▸ Work instructions
A. List every assumption that the passage on handling failures in distributed systems names as one of the Fallacies of Distributed Computing.
B. Continue the passage on handling failures in distributed systems from its final sentence, which lists methods for achieving fault tolerance.

▸ Page excerpt
#####

Since earlier this summer I have been working on a book chapter for the Architecture of Open Source Applications text book.  It is a pretty cool project because there are a lot of great contributors, and all of the profit made from text book sales goes to Amnesty International.

My chapter assignment was Distributed Systems, which was pretty broad, so I focused my writing on the architecture of large scale internet applications.  Like most writing though, it is always best to cut down things, and so part of my chapter that was cut was all about handling failures particularly my sections on monitoring and fault tolerance.   Since I think that these are pretty important, I posted the cut parts here and plan to link to them from my chapter.  So here is a preview of my chapter (well the part that didn’t make it in) below 🙂

Handling Failures

When it comes to failures, most fall into one of two buckets: hardware or software related.

  • Hardware failures used to be more common, but with all of the recent innovations in hardware design and manufacturing they tend to be fewer and far between with most of these physical failures tending to be network or drive related.
  • Software failures, on the other hand, come in many more varieties.  And software bugs in distributed systems can be difficult to replicate and, consequently, fix.

In small, self-contained systems it is much easier to simulate the conditions required to replicate and debug issues, with most of these issues classified as being a Bohrbug, that is a bug “that manifests itself consistently under a well-defined (but possibly unknown) set of conditions” [3].  However, in more complex systems or production environments having many servers, it can be extremely difficult to find and diagnose more unusual bugs; like the Heisenbug “that disappears or alters its characteristics when an attempt is made to study it” [3].

With more hardware the probability goes up that there will be a failure somewhere.  Add more software and the complex interactions between different programs creates greater chance for more bugs, including the unusual ones.  As a result, any distributed design will carefully consider failure and diagnostic scenarios.

When designing distributed systems it is said that the following (perhaps normal) assumptions should be considered false (and these are so well known that they commonly referred to as the Fallacies of Distributed Computing):

  1. The network is reliable.
  2. Latency is zero.
  3. Bandwidth is infinite.
  4. The network is secure.
  5. Topology doesn’t change.
  6. There is one administrator.
  7. Transport cost is zero.
  8. The network is homogeneous. [4]

By challenging each of these assumptions and looking at the system design within that context it can help identify potential risk areas.  Systems that exhibit the key principles, like reliability and availability, have designs that take each of these fallacies into consideration. Handling failures in these areas can be done in an automated way, or other times the design may simply involve a plan or reaction for when they occur.  And, there many different techniques that come in handy guarding against failure, redundancy was covered above, but two other important techniques are fault tolerance and monitoring.

Fault Tolerance:

Another important part of service based architectures is to set up each service to be fault tolerant, such that in the event one of its dependencies are unavailable or return an error, it is able to handle those cases and degrade gracefully.  There are many methods for achieving fault tolerance in a distributed system, for example: redundancy (as described above), standbys, feature flags, and asynchrony.

#####

▸ Data provided
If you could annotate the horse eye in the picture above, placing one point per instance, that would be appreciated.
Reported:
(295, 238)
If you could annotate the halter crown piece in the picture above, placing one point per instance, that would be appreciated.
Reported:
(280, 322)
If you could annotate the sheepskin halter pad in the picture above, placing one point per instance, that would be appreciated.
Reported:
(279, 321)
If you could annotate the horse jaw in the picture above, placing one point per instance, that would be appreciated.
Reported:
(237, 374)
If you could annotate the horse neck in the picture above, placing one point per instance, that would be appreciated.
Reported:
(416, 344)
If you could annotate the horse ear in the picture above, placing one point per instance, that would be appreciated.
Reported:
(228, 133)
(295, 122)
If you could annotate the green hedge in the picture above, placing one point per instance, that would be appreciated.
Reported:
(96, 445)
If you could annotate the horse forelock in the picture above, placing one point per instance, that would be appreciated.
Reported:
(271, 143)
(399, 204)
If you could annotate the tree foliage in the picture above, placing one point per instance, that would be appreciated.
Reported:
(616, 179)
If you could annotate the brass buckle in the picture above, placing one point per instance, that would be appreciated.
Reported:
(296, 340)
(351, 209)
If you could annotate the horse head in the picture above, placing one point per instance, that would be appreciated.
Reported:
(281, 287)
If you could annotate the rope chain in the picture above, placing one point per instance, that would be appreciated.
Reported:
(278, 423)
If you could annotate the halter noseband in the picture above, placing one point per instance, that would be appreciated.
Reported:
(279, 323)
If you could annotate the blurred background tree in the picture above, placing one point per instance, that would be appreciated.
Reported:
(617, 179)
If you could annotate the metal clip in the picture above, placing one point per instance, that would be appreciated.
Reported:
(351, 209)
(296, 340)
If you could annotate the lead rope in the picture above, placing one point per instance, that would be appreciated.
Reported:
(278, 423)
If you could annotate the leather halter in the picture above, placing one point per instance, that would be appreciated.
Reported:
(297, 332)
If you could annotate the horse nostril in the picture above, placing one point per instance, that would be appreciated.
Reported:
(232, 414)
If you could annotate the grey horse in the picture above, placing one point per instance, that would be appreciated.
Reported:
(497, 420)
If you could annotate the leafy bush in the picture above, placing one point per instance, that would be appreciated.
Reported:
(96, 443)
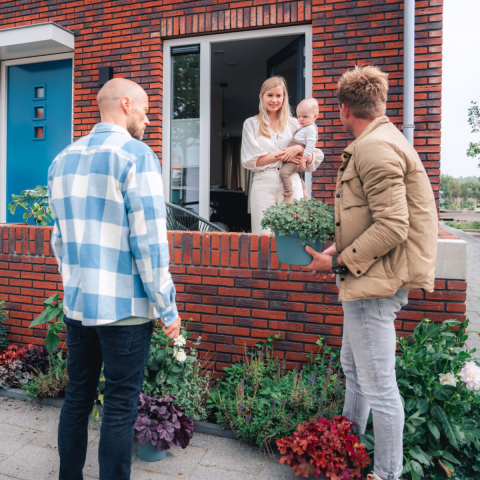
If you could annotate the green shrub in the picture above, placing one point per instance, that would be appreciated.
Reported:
(442, 415)
(168, 372)
(311, 219)
(51, 384)
(3, 328)
(261, 401)
(464, 225)
(35, 204)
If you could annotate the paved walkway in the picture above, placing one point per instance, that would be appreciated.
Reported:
(473, 283)
(28, 450)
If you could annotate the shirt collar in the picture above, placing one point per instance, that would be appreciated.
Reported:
(109, 127)
(370, 128)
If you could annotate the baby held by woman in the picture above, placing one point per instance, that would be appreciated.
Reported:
(307, 137)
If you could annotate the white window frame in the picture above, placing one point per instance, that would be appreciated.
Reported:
(205, 43)
(3, 118)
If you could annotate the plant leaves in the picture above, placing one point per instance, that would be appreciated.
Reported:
(434, 429)
(52, 341)
(417, 453)
(41, 319)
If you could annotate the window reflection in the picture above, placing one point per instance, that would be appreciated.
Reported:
(185, 127)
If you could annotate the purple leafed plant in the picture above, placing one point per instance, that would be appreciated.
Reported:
(162, 423)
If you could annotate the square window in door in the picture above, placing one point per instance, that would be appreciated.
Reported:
(39, 132)
(39, 92)
(39, 112)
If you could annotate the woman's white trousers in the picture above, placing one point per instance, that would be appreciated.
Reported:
(267, 189)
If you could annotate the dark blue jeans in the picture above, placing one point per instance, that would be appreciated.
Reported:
(124, 352)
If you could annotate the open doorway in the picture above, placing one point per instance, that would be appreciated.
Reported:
(238, 69)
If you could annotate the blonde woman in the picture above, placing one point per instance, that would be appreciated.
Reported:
(265, 147)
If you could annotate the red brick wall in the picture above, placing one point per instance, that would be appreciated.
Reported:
(127, 35)
(231, 285)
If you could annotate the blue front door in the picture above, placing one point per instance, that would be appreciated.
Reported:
(39, 123)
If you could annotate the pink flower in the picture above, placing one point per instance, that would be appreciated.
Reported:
(470, 374)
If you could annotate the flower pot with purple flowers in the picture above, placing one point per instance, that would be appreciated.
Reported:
(160, 424)
(301, 223)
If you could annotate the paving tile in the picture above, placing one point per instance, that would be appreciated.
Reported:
(201, 440)
(13, 438)
(43, 418)
(177, 462)
(233, 455)
(150, 474)
(91, 462)
(214, 473)
(5, 414)
(49, 439)
(31, 462)
(273, 470)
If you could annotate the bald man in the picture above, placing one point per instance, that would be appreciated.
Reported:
(110, 242)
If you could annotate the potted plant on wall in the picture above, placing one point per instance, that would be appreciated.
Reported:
(160, 424)
(324, 450)
(35, 204)
(303, 222)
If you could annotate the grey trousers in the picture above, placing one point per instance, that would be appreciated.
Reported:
(368, 360)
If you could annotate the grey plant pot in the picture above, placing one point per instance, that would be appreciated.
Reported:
(290, 249)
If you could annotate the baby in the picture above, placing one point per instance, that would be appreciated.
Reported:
(306, 136)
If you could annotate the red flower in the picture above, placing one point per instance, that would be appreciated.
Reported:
(14, 352)
(320, 447)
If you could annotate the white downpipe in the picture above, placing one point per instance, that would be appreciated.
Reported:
(409, 69)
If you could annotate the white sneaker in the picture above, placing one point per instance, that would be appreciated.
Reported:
(373, 476)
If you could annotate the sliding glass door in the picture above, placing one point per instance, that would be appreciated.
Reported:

#####

▸ Answers for the exercise
A.
1. The network is reliable.
2. Latency is zero.
3. Bandwidth is infinite.
4. The network is secure.
5. Topology doesn't change.
6. There is one administrator.
7. Transport cost is zero.
8. The network is homogeneous.

B.
Standbys – a standby is exactly that, a redundant set of functionality or data waiting on standby that may be swapped to replace another failing instance.  Replication can be utilized to maintain real time copies of the master database so that data may be replaced without loss or disruption.

Feature flags – a feature flag is used to enable or disable functionality in a production system.  In the event of a failure for a particular system, features that depend on that system can be turned off and made unavailable until that system comes back online.

Asynchrony – this is probably one of the more important design considerations in any distributed application.  It essentially means that each service, or functional piece of the system, communicates with each of its external dependencies asynchronously, so that slow or unavailable services do not directly impact the primary functioning of the application.  This also typically implies that operations aren’t tightly coupled, requiring the success of one operation for another to succeed, like a transaction, and don’t require services to be available to handle requests.  For example, writing an image could return success to the client, even if all the copies of the file haven’t been created and written to the file store.  Some of the pieces of the “file write” are asynchronous – there will be a file upload, converting the file to the desired format/size, writing the converted file to disk, and then replicating it to its redundant copy. While all of those are required for the file write to be considered a success, each of those eventually have to occur, meaning that the client can receive “success” once the file is uploaded and the rest of the operations can happen asynchronously afterward.  This means that if one of the down stream services was unavailable or congested, the other parts of the write could continue operating as expected (in this case, accepting files from clients).



Extensive monitoring and logging is essential to any complex distributed system.  Having many services each with a different purpose, yet still interacting with one another, can lead to highly unusual bugs when they occur.  It can be hard to tell where the problem lies and where the issue needs to be resolved.  One of the best ways to mitigate this confusion and help diagnose problems quickly is to be sure that all system interfaces and APIs are monitored.

However, monitoring in large-scale web systems can be challenging.

Separation and services adds complexity.

As noted earlier, a key part of scaling systems is to break up the pieces of the system into services, but because each of these services is independent of one another it can make problems harder to diagnose.  There are many different points of control and they don’t necessarily operate in sync with one another, making traditional sequential monitoring, or tracing the pattern of execution (like a debugger would with breakpoints in a program) much more complicated.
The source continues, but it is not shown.